**WHAT YOU WILL DO:** Reproduce the material word for word, from its very first line through the line containing "positive clicks: (128, 285)", both ends included.

#### RECORDS TO USE ####

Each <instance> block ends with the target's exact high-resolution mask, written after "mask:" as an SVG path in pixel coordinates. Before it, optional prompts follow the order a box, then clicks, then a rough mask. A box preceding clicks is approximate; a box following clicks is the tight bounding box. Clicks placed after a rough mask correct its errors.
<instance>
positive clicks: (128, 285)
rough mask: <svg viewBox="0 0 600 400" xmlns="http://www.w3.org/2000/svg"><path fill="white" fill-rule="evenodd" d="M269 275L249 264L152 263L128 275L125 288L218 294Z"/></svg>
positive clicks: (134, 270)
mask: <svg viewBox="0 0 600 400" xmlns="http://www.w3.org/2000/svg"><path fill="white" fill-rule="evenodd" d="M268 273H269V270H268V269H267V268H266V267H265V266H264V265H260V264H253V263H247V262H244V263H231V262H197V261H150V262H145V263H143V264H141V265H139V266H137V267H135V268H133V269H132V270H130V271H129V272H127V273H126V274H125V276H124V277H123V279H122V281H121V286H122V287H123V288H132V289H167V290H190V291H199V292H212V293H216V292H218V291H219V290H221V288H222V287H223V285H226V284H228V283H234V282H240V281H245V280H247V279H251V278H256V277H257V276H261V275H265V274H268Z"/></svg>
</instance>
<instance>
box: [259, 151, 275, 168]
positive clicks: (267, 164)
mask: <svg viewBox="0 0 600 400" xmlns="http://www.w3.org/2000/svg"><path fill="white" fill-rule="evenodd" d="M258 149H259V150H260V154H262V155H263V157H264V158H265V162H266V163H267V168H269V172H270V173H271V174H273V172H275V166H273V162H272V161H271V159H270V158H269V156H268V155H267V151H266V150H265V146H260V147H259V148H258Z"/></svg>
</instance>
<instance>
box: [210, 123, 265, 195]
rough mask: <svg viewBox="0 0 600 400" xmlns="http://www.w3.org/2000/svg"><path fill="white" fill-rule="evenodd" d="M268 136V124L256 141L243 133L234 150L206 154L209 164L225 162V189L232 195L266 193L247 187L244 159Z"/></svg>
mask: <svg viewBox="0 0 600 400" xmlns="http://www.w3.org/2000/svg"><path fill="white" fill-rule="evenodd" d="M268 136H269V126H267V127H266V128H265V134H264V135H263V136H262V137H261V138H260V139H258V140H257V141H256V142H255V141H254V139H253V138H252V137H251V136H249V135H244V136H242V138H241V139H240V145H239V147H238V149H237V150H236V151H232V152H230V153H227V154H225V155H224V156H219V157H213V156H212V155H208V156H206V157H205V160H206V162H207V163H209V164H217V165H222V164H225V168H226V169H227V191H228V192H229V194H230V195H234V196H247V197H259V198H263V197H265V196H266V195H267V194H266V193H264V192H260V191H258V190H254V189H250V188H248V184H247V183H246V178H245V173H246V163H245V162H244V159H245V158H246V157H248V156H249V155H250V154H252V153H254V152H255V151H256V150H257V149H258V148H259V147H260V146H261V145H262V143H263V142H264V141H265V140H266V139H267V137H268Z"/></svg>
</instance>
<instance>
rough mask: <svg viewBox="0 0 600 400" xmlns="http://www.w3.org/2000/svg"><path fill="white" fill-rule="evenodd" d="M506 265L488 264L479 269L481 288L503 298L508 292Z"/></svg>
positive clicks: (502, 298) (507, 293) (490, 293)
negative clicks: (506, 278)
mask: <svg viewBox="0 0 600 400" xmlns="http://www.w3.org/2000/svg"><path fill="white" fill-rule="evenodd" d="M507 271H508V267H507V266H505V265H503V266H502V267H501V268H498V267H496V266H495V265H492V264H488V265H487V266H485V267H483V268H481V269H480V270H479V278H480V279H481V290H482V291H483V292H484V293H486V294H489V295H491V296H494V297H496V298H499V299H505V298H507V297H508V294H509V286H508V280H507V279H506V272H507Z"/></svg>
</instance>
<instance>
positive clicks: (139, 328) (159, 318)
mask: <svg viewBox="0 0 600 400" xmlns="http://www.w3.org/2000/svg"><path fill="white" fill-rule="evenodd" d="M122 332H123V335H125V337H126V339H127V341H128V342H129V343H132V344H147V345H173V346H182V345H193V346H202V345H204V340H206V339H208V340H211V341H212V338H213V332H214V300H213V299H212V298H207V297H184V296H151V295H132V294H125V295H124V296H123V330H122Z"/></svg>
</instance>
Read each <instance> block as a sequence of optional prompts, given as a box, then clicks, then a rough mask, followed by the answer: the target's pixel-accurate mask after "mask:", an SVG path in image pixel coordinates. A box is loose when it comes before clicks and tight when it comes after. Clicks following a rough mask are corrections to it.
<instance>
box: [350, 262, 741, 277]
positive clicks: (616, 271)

####

**SOLUTION TO THE EXERCISE:**
Each <instance> block ends with the target's exact high-resolution mask, written after "mask:" as an SVG path in pixel coordinates. Before it, optional prompts follow the order a box, then clicks, then a rough mask. A box preceding clicks is approximate; a box following clicks is the tight bounding box. Clicks placed after a rough mask correct its errors.
<instance>
positive clicks: (128, 285)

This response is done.